PROBLEM TO SOLVE:
In your copy, repeat each record exactly and include no pictures.

SOURCE MATERIAL Block Start

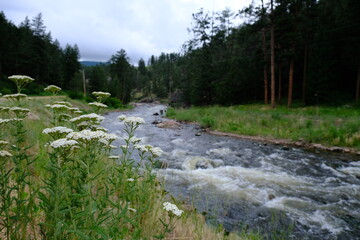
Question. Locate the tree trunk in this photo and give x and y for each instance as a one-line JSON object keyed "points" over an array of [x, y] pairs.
{"points": [[279, 92], [358, 85], [265, 69], [272, 59], [291, 80], [305, 69]]}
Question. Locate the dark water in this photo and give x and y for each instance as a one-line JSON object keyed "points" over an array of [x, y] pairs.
{"points": [[241, 184]]}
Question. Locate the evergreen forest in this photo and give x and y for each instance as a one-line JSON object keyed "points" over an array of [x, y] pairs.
{"points": [[285, 52]]}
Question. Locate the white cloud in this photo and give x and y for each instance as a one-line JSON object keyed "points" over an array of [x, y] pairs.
{"points": [[101, 28]]}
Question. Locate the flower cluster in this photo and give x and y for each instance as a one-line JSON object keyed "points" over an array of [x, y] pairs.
{"points": [[101, 96], [58, 107], [20, 81], [63, 143], [16, 96], [57, 130], [172, 208], [21, 78], [64, 103], [88, 136], [135, 140], [3, 143], [20, 112], [131, 120], [98, 104], [92, 117], [4, 154], [4, 109], [10, 120], [155, 151], [52, 89]]}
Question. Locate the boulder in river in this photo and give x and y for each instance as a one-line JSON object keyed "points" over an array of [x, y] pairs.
{"points": [[169, 124]]}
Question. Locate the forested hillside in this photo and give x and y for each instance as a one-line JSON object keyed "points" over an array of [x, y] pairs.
{"points": [[28, 49], [305, 51], [315, 57]]}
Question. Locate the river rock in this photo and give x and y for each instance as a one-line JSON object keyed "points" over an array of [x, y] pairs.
{"points": [[169, 124], [156, 121]]}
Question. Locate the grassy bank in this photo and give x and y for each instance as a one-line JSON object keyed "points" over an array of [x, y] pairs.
{"points": [[332, 126], [104, 200]]}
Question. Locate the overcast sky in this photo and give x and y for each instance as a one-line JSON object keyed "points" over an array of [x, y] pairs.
{"points": [[100, 28]]}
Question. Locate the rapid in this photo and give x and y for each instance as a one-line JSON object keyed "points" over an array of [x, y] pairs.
{"points": [[277, 190]]}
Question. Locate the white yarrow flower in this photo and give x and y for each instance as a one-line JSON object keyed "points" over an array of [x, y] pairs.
{"points": [[122, 117], [172, 208], [134, 120], [135, 140], [63, 103], [97, 104], [63, 143], [156, 151], [18, 110], [4, 153], [93, 117], [52, 89], [141, 148], [58, 129]]}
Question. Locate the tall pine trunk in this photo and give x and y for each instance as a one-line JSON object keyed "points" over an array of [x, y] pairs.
{"points": [[279, 91], [272, 58], [305, 69], [291, 80], [358, 85], [265, 69]]}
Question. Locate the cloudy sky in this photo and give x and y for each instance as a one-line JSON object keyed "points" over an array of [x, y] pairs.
{"points": [[100, 28]]}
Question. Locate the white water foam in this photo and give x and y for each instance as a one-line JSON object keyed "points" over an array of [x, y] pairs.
{"points": [[334, 171], [355, 171], [220, 152]]}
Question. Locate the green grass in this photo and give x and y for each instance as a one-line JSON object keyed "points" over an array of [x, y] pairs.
{"points": [[333, 126], [146, 196]]}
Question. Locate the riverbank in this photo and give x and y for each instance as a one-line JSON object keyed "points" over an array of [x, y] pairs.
{"points": [[146, 197], [335, 129]]}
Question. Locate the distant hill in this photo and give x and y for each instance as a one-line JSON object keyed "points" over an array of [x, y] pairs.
{"points": [[91, 63]]}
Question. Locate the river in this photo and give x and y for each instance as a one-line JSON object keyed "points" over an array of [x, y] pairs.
{"points": [[245, 185]]}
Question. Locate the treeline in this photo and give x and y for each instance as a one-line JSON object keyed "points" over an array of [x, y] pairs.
{"points": [[314, 56], [305, 51], [28, 49]]}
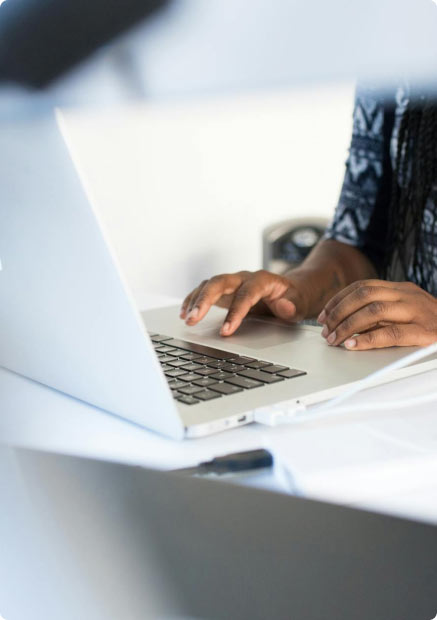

SOURCE MATERIAL Block End

SOLUTION FOR THIS EXERCISE:
Question. Locate the tree trunk in this photo and give x and y for each instance as a one-line JSON object keyed "points" over an array of [x, y] pairs.
{"points": [[279, 92], [358, 85], [265, 69], [272, 59], [291, 80], [305, 69]]}
Question. Locate the dark water in this photo and give x and y for each instance as a one-line JSON object keyed "points" over an array of [x, y] pairs.
{"points": [[241, 184]]}
Question. Locate the evergreen forest in this photo and give x and y for each instance as a one-line JSON object keyed "points" over an array of [x, y] pairs.
{"points": [[285, 52]]}
Question. Locate the white cloud in this photo and give x and y for each instance as a one-line JSON object keyed "points" over an array of [x, y] pairs.
{"points": [[101, 28]]}
Question. Locate the flower cluster in this photo and give x and y for each instance as a one-line JSON object keyed "points" over an array of [x, y] pairs.
{"points": [[101, 96], [58, 107], [20, 81], [63, 143], [16, 96], [57, 130], [172, 208], [21, 78], [64, 103], [88, 136], [135, 140], [3, 143], [20, 112], [131, 120], [98, 104], [92, 117], [4, 154], [4, 109], [10, 120], [155, 151], [52, 89]]}
Question. Locate the boulder in river in this photo and give x and y for each instance as a one-line JSON object keyed "points" over an array of [x, y] pairs.
{"points": [[169, 124]]}
Question. Locate the forested hillside in this photo and give x and y for each instance as a one-line JSON object keyed "points" over an array of [x, y] pairs.
{"points": [[28, 49], [305, 51], [315, 57]]}
Question. Locate the river rock in this photo and give x and y for each instance as a one-line JSON object keyed "points" over an array of [x, y] pairs.
{"points": [[169, 124], [156, 121]]}
Question. Locate the grassy bank in this photo and give x and y for each instance as a one-line JSON object keyed "points" over an array of [x, y] pairs.
{"points": [[332, 126], [104, 200]]}
Question. Locate the overcast sky in this photo and give x and y for each instance as a one-line JSON object keyed "points" over an array of [x, y] pairs.
{"points": [[100, 28]]}
Question. Locate the rapid in this photo and give x and y for each instance as a one-line JSON object keyed "points" over an array of [x, y] pairs.
{"points": [[277, 190]]}
Question. Locate the white yarrow flower in this photo and give x and y for each instance as a one-line JSON object keyed "points" over an array of [x, y] pairs.
{"points": [[122, 117], [172, 208], [134, 120], [135, 140], [63, 103], [97, 104], [63, 143], [156, 151], [18, 110], [4, 153], [93, 117], [52, 89], [141, 148], [58, 129]]}
Question. Locate the tall pine trunk in this photo and give x and y for each instance as a one-line JSON object keyed "points" over an array of [x, y] pairs.
{"points": [[279, 91], [272, 58], [305, 69], [291, 80], [358, 85], [265, 69]]}
Question. Locate the cloudy sky in this photo and give x and y for each instance as a one-line JSON object keyed "points" over an array of [x, y] pairs.
{"points": [[100, 28]]}
Question. Locate the white water foam in this photo and give x and y for each instance as a one-line JSON object keyed "points" over an array of [x, y] pairs.
{"points": [[334, 171], [355, 171], [220, 152]]}
Question. Locate the green grass in this photo and give x and y for each instance as a one-line JSON object keyed "points" over an array of [x, y] pairs.
{"points": [[333, 126], [146, 196]]}
Question. Locate the riverbank in this photo and give x and y for each instance as a one-line JSON object keyed "points" over an array of [x, y] pairs.
{"points": [[146, 197], [335, 129]]}
Question. Locate the distant hill in this photo and give x and y for each instance as a one-line JSON object keyed "points" over an array of [x, y] pairs.
{"points": [[91, 63]]}
Question. Locate the river in this photo and give x and y for each instance as a one-line JSON object keyed "points" over an array of [x, y] pairs.
{"points": [[245, 185]]}
Question. Locate the treeline in this photo and give x and y for each instance as a one-line JSON object keyed "points" over an array of [x, y] pairs.
{"points": [[314, 56], [305, 51], [28, 49]]}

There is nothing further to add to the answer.